### Source material

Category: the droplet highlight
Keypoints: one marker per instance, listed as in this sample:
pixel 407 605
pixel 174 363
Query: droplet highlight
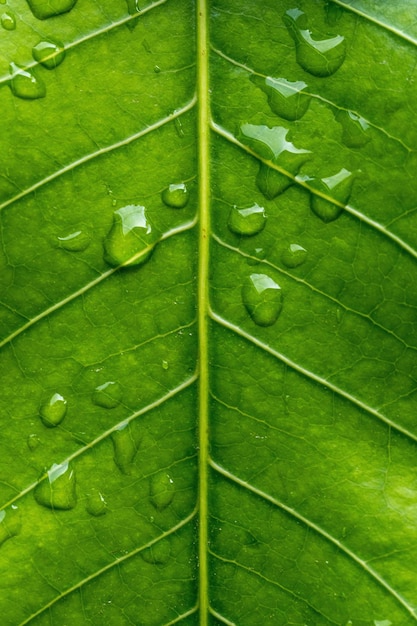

######

### [What to do]
Write out every line of the material above as a numbered list, skipping blank lines and leaving out the pictures.

### [Expected output]
1. Category: the droplet highlight
2. Keypoints: one marker per instance, listed as in this sample:
3. pixel 407 605
4. pixel 174 363
5. Query: droplet highlight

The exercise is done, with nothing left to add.